[Problem to solve] Each record needs to be echoed exactly; can you do that?

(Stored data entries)
_____

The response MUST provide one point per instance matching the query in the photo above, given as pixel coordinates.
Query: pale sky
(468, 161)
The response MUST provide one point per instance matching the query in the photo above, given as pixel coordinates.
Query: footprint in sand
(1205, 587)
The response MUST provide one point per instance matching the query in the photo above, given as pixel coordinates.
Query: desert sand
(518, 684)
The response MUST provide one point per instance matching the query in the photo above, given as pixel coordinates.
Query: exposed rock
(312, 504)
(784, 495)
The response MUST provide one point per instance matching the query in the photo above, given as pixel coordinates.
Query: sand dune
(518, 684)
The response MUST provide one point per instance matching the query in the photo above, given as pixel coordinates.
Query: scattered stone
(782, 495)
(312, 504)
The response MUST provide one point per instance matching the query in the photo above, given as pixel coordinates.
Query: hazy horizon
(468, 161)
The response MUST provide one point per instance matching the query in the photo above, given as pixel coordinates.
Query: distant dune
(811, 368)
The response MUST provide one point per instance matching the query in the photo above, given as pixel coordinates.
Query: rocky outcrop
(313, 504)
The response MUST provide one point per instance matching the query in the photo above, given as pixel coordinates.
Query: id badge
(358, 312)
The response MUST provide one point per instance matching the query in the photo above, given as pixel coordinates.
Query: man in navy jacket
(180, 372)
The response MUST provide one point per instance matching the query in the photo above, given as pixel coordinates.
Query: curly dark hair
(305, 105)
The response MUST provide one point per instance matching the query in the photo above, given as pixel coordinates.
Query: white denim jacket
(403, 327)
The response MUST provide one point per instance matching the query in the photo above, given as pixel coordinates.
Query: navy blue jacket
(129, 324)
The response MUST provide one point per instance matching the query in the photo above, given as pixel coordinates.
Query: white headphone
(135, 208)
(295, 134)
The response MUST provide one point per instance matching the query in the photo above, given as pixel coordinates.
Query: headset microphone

_____

[Completed task]
The response MUST provide one point per instance matching the query in the photo above, given as pixel coordinates.
Query: pale sky
(468, 161)
The response MUST provide one point per instance matching the query in the photo above, given as pixel coordinates.
Query: footprint in sand
(1205, 587)
The response MUST provide one point per instance matching the query in the photo above, given as pixel coordinates.
Query: desert sand
(518, 684)
The response MUST provide one point per instance matching the query in the photo above, given as pixel coordinates.
Query: exposed rock
(312, 504)
(784, 495)
The response MUST provide one point per instance matching the query in the photo above, given as pixel coordinates.
Query: sand dune
(518, 684)
The response MUST provide one point per instance matching the query in the photo above, given as pixel coordinates.
Query: scattered stone
(782, 495)
(312, 504)
The response MUST provide one point per instance matching the query in the photo above, given as pixel coordinates.
Query: hazy horizon
(468, 161)
The response MUST provide one point per instance matching the query in the photo above, given as pixel coordinates.
Query: distant dune
(811, 368)
The response MUST provide one point per instance matching the query in the photo above, given as pixel coordinates.
Query: rocky outcrop
(313, 504)
The response MUST provide one point per instance matching the query in the photo above, given as pixel coordinates.
Query: id badge
(358, 312)
The response MUST provide one point per instance matching the query in the photo above, given as pixel coordinates.
Query: man in navy jacket
(180, 372)
The response MUST provide one point per instance matching the query in the photo above, given as pixel coordinates.
Query: curly dark hair
(305, 105)
The response MUST provide one point per instance matching the query in the photo above, given as pixel coordinates.
Query: white denim jacket
(403, 327)
The response MUST provide one point per instance matching the query in the photo above, given as pixel coordinates.
Query: navy blue jacket
(129, 324)
The response MUST provide one point per instance matching the query in the photo above, given as pixel coordinates.
Query: white headphone
(135, 208)
(295, 134)
The response MUST provide one point per instance matching the query in the photo above, given as pixel coordinates.
Query: headset microphone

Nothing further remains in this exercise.